Labeling and segmentation records
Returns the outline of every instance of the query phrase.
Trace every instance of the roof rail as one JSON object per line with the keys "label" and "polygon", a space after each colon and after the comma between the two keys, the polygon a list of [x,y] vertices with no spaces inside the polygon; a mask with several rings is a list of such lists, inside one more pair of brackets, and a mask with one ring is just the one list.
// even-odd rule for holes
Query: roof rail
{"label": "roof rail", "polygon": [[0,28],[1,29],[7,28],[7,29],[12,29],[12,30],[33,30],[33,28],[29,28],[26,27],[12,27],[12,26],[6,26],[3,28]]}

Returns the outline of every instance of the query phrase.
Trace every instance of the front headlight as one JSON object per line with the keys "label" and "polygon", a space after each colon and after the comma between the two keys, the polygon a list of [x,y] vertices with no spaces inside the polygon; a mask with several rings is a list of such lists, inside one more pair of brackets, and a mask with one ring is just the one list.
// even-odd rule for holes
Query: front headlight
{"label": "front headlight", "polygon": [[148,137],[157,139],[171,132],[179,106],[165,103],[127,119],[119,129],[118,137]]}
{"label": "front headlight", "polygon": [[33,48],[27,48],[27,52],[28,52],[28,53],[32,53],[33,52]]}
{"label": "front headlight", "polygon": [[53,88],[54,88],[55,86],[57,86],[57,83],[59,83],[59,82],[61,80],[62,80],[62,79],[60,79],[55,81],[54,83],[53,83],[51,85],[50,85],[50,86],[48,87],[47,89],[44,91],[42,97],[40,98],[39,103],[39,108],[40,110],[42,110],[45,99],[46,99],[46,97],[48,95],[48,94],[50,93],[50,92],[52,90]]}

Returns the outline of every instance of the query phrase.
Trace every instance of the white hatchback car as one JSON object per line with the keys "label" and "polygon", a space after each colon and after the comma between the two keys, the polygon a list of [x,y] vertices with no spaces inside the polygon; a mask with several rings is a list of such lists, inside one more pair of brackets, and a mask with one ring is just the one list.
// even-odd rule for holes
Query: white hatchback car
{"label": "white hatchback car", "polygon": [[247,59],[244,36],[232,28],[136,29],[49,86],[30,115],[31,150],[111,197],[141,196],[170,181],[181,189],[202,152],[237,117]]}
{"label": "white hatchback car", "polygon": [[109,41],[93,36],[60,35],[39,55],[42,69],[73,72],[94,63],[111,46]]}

Short problem -
Repeat all the records. Match each line exactly.

Result below -
Returns the outline of every instance of the query phrase.
Trace every instance of the roof rail as one JSON object per line with the keys "label" and "polygon", a space after each colon and after the comma between the two keys, the polygon a list of [x,y] vertices with no spaces inside the polygon; a mask with several rings is a list of such lists, inside one more pair of brackets, and a mask with one ring is just the one list.
// even-odd rule for holes
Query: roof rail
{"label": "roof rail", "polygon": [[0,28],[1,29],[7,28],[7,29],[12,29],[12,30],[33,30],[33,28],[29,28],[26,27],[12,27],[12,26],[6,26],[3,28]]}

Returns the outline of every instance of the query phrase.
Trace every instance of the front headlight as one JSON object per line with the keys "label" and "polygon", a space after each colon and after the comma between the two keys, the polygon a list of [x,y] vertices with no spaces inside the polygon; a mask with several rings is a list of such lists, inside one more pair of brackets, and a mask with one ring is just the one list.
// even-odd rule for holes
Query: front headlight
{"label": "front headlight", "polygon": [[148,137],[157,139],[171,132],[179,106],[165,103],[127,119],[119,129],[118,137]]}
{"label": "front headlight", "polygon": [[33,48],[27,48],[27,52],[28,52],[28,53],[32,53],[33,52]]}
{"label": "front headlight", "polygon": [[53,88],[54,88],[55,86],[57,86],[57,83],[59,83],[59,82],[61,80],[62,80],[62,79],[60,79],[55,81],[54,83],[53,83],[51,85],[50,85],[50,86],[48,87],[47,89],[44,91],[42,97],[40,98],[39,103],[39,108],[40,110],[42,110],[45,99],[46,99],[46,97],[48,95],[48,94],[50,93],[50,92],[52,90]]}

Returns the outline of every instance of the query phrase.
Trace every instance of the white hatchback car as one JSON object per line with the keys "label" and "polygon", a space after each colon and after the comma between the two keys, the polygon a list of [x,y] vertices with no spaces inside the polygon; a mask with several rings is a list of such lists, inside one more pair of brackets, and a mask with one ring is just the one list.
// even-odd rule for holes
Query: white hatchback car
{"label": "white hatchback car", "polygon": [[247,59],[244,36],[232,28],[136,29],[49,86],[30,115],[31,150],[111,197],[141,196],[170,181],[181,189],[202,152],[237,117]]}
{"label": "white hatchback car", "polygon": [[109,41],[93,36],[60,35],[39,55],[42,69],[73,72],[94,63],[111,46]]}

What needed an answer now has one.